* Trecho do documento:
○ ○ ○ ○ ○

Em tempos de pandemia, em que os idosos, por serem grupo de risco, precisam ficar em casa, com pouco contato com o mundo externo, envelhecer está mais difícil?

Tenho acompanhado diariamente cerca de 20 nonagenários, que tiveram muita dificuldade no início da pandemia. Agora, estão buscando formas criativas de se adaptar à nova realidade. Juntos, estamos fazendo uma série de atividades: grupo de estudos sobre “Os Lusíadas” de Camões, jogos de palavras, lives, tocando piano, leitura de autores como Clarice Lispector e Fernando Pessoa, por exemplo.

Eles se sentem úteis, importantes e fazendo algo de significativo, mesmo dentro de suas casas. Mas a grande maioria dos velhos está sofrendo violência física, verbal, psicológica, abuso financeiro, xingamentos. A velhofobiase tornou uma realidade cruel ainda maior nesta pandemia.

Como cuidar da saúde mental dos mais velhos para não surtarem durante o isolamento social e continuarem se reinventando?

Escutando, conversando, estando junto deles – mesmo que não fisicamente-, compartilhando atividades, respeitando seus desejos e limites. É o que tenho feito 24 horas do meu dia, desde 15 de março. Nunca estive tão próxima deles, nunca senti e recebi tanto amor como agora.

Fonte: Banco de imagem

Como as mulheres têm encarado o envelhecimento nos dias de hoje? A sociedade ainda impõe a elas uma cobrança maior que aos homens?

Em todos os países em que estive, são as mulheres as maiores responsáveis por cuidar de todos na família, da casa, no trabalho, dos amigos. As mulheres cuidam de todos, mas não têm tempo para cuidar delas mesmas. Elas se sentem exaustas, deprimidas, insatisfeitas, frustradas por não terem tempo para elas.

O fato de cuidarem de todos e não terem tempo para elas faz com que se sintam invisíveis, transparentes, sem o reconhecimento que elas tanto desejam. Elas dedicam todo o tempo para cuidar dos outros e não recebem o menor reconhecimento ou agradecimento por isso. É como se fosse apenas uma obrigação que elas devem cumprir por serem mulheres.

Elas não cuidam de si mesmas, não têm tempo para si, não têm liberdade para serem elas mesmas. Liberdade social e liberdade interior. As mulheres são cobradas para terem uma vida muito mais controlada sexualmente, amorosamente, profissionalmente e em todas as áreas da vida.

Por isso elas invejam tanto a liberdade dos homens. Elas querem ser mais livres em todos os sentidos, inclusive livres para poderem realizar todo o seu potencial amoroso, sexual, criativo, produtivo. As mulheres não são livres para serem elas mesmas.

O que é velhofobia? Acha que ela aumentou em tempos de pandemia?

A calamidade que estamos enfrentando evidenciou a face mais perversa de alguns políticos e empresários: a velhofobia. Estamos assistindo horrorizados a discursos sórdidos, recheados de estigmas, preconceitos e violências contra os mais velhos. “Vamos todos nos contaminar para criar imunidade e esta epidemia acabar logo. Só irão morrer alguns velhinhos doentes”. “Deixem os jovens trabalharem. Não vamos parar a economia para salvar a vida de velhinhos”. “Só velhinhos irão morrer, eles iriam morrer mesmo, mais cedo ou mais tarde”.

○ ○ ○ ○ ○

* Dados para revisão:

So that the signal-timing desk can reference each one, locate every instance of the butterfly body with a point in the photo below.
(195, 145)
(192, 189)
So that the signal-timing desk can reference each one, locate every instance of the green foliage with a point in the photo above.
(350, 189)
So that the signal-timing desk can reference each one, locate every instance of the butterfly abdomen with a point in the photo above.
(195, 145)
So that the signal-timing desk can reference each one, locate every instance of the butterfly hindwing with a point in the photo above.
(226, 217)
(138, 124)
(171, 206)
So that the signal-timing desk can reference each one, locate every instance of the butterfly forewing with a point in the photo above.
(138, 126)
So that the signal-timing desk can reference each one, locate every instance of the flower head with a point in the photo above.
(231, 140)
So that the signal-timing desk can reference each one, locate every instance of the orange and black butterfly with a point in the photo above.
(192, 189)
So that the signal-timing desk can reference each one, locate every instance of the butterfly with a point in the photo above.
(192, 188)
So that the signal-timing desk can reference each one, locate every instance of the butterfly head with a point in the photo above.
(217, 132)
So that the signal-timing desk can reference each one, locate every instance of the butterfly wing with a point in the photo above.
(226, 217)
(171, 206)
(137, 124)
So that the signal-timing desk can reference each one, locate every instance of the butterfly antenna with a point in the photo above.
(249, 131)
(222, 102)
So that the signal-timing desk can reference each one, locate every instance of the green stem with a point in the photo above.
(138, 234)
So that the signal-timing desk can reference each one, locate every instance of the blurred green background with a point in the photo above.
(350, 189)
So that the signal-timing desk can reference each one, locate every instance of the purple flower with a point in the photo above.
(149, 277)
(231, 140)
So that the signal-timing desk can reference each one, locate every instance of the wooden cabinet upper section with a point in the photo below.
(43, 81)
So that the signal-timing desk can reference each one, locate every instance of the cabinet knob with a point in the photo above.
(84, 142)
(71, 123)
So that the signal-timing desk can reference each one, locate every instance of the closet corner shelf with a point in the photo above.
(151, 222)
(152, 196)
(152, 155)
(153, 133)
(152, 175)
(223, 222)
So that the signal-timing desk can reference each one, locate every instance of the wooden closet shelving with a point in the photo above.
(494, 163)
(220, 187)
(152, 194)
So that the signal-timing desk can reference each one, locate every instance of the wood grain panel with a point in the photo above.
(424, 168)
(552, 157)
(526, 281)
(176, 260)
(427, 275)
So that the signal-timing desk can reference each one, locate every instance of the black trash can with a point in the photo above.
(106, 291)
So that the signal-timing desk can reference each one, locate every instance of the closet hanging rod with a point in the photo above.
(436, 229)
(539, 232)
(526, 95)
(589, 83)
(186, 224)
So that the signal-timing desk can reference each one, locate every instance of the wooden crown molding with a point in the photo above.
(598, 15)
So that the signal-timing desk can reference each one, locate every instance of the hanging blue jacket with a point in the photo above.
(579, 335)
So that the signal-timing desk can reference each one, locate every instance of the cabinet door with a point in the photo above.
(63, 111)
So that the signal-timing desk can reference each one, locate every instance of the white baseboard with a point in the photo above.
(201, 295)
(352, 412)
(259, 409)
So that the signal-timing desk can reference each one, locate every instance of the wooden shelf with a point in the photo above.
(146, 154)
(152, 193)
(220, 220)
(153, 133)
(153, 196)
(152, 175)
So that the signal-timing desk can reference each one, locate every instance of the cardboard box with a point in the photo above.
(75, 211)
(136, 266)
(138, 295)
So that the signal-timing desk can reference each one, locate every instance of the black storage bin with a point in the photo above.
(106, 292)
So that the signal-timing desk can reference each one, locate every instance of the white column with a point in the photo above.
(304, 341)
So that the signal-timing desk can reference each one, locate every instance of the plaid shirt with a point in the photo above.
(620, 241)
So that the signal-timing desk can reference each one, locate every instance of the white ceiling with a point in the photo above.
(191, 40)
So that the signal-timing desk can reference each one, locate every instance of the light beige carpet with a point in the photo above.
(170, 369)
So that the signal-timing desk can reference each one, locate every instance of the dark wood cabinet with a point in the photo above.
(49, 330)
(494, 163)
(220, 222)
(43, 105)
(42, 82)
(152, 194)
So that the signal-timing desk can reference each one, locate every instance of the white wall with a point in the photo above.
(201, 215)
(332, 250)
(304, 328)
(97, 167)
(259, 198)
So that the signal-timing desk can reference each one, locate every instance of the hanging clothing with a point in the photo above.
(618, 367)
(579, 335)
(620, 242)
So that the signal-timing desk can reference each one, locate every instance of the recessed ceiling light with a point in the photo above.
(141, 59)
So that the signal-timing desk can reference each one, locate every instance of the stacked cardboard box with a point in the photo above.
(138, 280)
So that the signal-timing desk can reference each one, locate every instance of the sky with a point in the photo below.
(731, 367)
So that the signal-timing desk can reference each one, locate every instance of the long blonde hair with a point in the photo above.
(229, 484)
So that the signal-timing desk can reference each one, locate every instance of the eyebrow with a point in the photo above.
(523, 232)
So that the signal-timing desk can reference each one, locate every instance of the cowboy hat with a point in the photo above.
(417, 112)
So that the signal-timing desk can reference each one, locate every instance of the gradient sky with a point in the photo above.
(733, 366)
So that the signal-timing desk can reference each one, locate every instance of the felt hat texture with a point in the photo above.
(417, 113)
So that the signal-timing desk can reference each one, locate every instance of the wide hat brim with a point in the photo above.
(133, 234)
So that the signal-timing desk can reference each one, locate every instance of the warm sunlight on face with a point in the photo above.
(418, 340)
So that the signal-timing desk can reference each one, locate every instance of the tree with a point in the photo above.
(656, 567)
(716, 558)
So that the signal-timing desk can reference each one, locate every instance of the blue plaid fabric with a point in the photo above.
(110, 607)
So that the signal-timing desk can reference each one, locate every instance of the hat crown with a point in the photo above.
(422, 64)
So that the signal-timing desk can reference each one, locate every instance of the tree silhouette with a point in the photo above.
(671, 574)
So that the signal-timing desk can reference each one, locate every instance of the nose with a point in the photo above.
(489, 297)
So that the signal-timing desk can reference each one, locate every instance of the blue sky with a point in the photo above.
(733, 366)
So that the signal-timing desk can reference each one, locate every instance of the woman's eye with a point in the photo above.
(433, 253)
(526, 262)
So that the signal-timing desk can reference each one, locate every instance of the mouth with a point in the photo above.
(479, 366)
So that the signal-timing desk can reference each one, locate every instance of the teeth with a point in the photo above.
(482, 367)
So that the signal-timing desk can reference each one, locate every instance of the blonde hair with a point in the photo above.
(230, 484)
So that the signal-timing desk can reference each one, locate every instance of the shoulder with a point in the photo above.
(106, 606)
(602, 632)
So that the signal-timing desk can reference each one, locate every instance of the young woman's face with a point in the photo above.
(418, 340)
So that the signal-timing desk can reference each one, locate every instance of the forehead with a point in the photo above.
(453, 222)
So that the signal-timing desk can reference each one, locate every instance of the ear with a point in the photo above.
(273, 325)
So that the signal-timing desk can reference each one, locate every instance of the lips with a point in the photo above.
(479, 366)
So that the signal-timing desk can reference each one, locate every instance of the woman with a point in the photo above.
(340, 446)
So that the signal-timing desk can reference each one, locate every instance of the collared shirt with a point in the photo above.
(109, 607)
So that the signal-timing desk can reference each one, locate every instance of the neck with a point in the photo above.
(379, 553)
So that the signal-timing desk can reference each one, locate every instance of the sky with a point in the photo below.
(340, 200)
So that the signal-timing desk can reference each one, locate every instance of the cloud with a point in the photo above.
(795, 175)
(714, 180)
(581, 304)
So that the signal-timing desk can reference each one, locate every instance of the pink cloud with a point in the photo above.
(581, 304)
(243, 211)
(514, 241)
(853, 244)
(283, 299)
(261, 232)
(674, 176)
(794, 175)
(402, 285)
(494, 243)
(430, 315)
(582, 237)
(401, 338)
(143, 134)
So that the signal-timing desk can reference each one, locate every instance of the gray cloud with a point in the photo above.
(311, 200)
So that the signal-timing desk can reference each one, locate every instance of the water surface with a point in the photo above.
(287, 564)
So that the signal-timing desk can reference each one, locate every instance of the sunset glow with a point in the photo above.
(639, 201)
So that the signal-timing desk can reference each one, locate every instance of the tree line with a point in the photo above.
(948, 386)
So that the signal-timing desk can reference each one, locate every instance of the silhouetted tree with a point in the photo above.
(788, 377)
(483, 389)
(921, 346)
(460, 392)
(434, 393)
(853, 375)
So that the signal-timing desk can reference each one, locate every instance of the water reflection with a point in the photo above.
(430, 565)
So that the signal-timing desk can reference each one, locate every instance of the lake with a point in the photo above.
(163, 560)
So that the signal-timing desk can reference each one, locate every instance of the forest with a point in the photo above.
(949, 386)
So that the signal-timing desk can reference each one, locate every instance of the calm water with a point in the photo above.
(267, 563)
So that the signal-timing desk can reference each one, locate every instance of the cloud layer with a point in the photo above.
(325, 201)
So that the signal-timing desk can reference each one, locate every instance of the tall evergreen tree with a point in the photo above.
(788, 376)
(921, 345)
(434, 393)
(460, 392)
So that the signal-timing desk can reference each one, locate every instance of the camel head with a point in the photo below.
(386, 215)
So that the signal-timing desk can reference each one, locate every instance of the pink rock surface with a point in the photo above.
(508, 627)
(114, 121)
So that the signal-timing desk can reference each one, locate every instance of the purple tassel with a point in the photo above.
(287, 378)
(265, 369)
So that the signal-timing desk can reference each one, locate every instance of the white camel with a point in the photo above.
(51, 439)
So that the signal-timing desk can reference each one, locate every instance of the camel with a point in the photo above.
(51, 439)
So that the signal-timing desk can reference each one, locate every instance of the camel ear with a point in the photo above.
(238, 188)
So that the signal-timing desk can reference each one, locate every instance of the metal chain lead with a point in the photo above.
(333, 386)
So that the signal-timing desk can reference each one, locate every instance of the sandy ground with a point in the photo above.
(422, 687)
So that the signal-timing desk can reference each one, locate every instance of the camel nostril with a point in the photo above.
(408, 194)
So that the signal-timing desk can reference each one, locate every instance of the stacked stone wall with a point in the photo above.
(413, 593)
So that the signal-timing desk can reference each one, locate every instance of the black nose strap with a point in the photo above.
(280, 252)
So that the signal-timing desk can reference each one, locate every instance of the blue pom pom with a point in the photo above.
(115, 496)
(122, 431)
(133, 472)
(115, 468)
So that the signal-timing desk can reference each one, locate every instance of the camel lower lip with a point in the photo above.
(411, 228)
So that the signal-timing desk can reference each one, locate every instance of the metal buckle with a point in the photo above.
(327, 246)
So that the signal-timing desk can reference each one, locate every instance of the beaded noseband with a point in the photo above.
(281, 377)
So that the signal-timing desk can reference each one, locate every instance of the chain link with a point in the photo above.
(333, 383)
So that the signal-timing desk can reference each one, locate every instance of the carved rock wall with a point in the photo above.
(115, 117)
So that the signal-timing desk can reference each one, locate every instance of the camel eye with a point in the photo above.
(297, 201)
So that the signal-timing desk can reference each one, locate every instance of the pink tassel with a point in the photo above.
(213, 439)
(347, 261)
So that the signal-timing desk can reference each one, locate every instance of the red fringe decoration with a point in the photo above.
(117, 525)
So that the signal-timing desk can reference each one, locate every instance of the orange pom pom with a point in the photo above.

○ ○ ○ ○ ○

* Lista de tarefas:
a: Reescreva em forma de lista o parágrafo do texto que começa com "Em todos os países em que estive", mantendo os fatos principais.
b: Responda com base no texto:
(i) Cerca de quantos nonagenários são acompanhados diariamente?
(ii) Desde que data a dedicação aos mais velhos é de 24 horas por dia?
(iii) A calamidade evidenciou a face mais perversa de quem?
c: Substitua "isolamento social" por "distanciamento social" na parte do texto que vai de "Como cuidar da" até "amor como agora." e apresente essa parte.

* Respostas por tarefa:
a:
- Em todos os países visitados, as mulheres são as principais responsáveis por cuidar da família, da casa, do trabalho e dos amigos.
- Elas cuidam de todos, mas não têm tempo para cuidar de si mesmas.
- Por isso, sentem-se exaustas, deprimidas, insatisfeitas e frustradas.

b:
(i) Cerca de 20.
(ii) Desde 15 de março.
(iii) De alguns políticos e empresários.

c:
Como cuidar da saúde mental dos mais velhos para não surtarem durante o distanciamento social e continuarem se reinventando?

Escutando, conversando, estando junto deles – mesmo que não fisicamente-, compartilhando atividades, respeitando seus desejos e limites. É o que tenho feito 24 horas do meu dia, desde 15 de março. Nunca estive tão próxima deles, nunca senti e recebi tanto amor como agora.